■ **Dataset entries**:
--- --- ---

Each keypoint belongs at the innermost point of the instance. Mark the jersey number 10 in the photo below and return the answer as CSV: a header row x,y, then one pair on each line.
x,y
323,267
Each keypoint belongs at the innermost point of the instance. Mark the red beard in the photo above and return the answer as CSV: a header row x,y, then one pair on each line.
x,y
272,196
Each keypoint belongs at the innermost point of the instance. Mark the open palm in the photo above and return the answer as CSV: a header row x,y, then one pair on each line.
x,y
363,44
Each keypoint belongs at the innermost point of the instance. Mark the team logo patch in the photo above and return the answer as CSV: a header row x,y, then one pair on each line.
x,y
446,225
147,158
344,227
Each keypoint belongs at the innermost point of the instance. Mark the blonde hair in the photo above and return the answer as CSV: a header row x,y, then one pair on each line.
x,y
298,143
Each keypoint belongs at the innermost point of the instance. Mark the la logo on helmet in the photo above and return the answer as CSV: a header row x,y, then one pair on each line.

--- --- ---

■ **PROMPT**:
Render every line of the entries above as a Markdown table with two columns, Row for the line number and Line for the text of that line, and leave out any blank lines.

■ **SOLVED PROBLEM**:
| Row | Line |
|---|---|
| 1 | Each keypoint belongs at the innermost point of the instance. Mark the jersey number 10 in the photo below and return the answer as CSV: a header row x,y, then one pair on each line. |
| 2 | x,y |
| 3 | 323,267 |
| 4 | Each keypoint belongs at the innermost point of the instance. Mark the red beard in the photo above and return the answer as CSV: a header row x,y, then one pair on each line. |
| 5 | x,y |
| 6 | 272,196 |
| 7 | Each keypoint belongs at the innermost point of the instance. Mark the open palm in the photo above and return the answer as CSV: a header row x,y, then one pair on each line. |
| 8 | x,y |
| 9 | 363,44 |
| 10 | Each keypoint belongs at the innermost point of the instance. Mark the team logo patch in the photo above and return the answer as CSV: a header row x,y, then one pair on each line. |
| 11 | x,y |
| 12 | 446,225 |
| 13 | 147,158 |
| 14 | 344,227 |
| 15 | Each keypoint belongs at the innermost point of the instance. Mark the blonde hair in the photo above and return the answer as CSV: a header row x,y, then one pair on each line. |
| 16 | x,y |
| 17 | 298,143 |
| 18 | Each keypoint belongs at the innermost point of the instance. Mark the la logo on helmet in the photo above and return the answer as CSV: a header row x,y, then one pair on each line. |